**Exercício**
Transcreva do trecho sobre o IPS em Alagoas a passagem que começa em "O arquiteto urbanista" e vai até "no IPS 2025.", inclusive.

**Trecho**
Ela também aponta a insegurança alimentar e a ausência de renda como pilares da desigualdade que o IPS evidencia. “Quando não é a saúde, é a comida. Quando não é a comida, é a educação. A gente sofre sempre por alguma coisa”, resume.


Os relatos revelam que os números do IPS vão além de estatísticas, eles escancaram um ciclo persistente de exclusão, no qual o direito à saúde, à educação e ao desenvolvimento infantil segue distante da realidade das comunidades.

A estagnação de Alagoas e de sua capital no índice evidencia a necessidade de políticas públicas mais integradas e contínuas, com foco em crianças, jovens e famílias em situação de vulnerabilidade. Sem esse olhar estruturado, o avanço social seguirá restrito, enquanto parte significativa da população segue aguardando acesso a direitos básicos, dignidade e oportunidades.

Falta de políticas estruturantes limita avanço 

O arquiteto urbanista e professor da Universidade Federal de Alagoas (Ufal), Dilson Ferreira, aponta desigualdades estruturais históricas e a ausência de políticas públicas integradas e eficazes como causas da estagnação de Alagoas no IPS 2025.

“A estagnação do estado decorre dessas desigualdades conhecidas, que seguem sem ser enfrentadas de forma estratégica e integrada. O que temos são ações pontuais”, afirma.

Um dos principais desafios, segundo o docente, é o baixo acesso ao saneamento básico. Ferreira frisa que apenas 27,8% da população conta com rede de esgoto, o que impacta diretamente a saúde pública e outros indicadores sociais.

**Dados**

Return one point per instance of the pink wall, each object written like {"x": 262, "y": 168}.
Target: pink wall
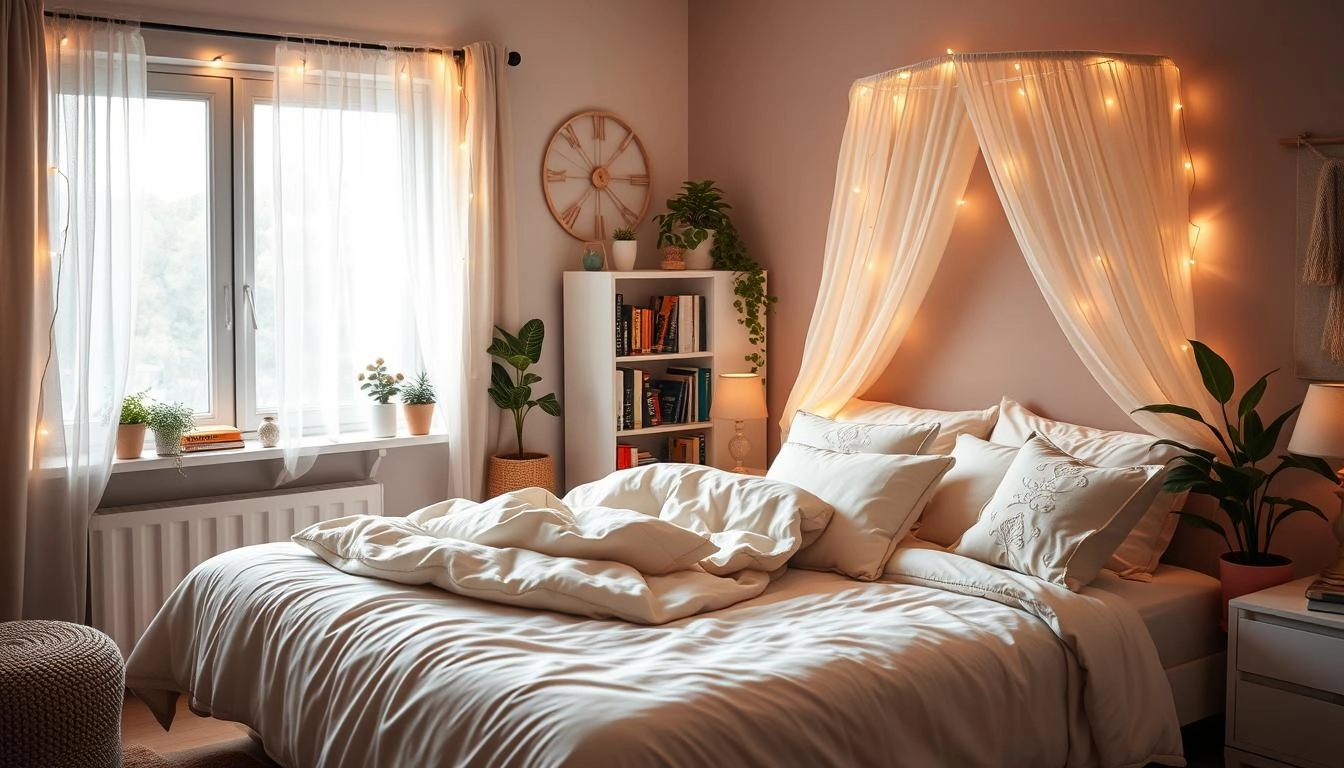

**Resultado do exercício**
O arquiteto urbanista e professor da Universidade Federal de Alagoas (Ufal), Dilson Ferreira, aponta desigualdades estruturais históricas e a ausência de políticas públicas integradas e eficazes como causas da estagnação de Alagoas no IPS 2025.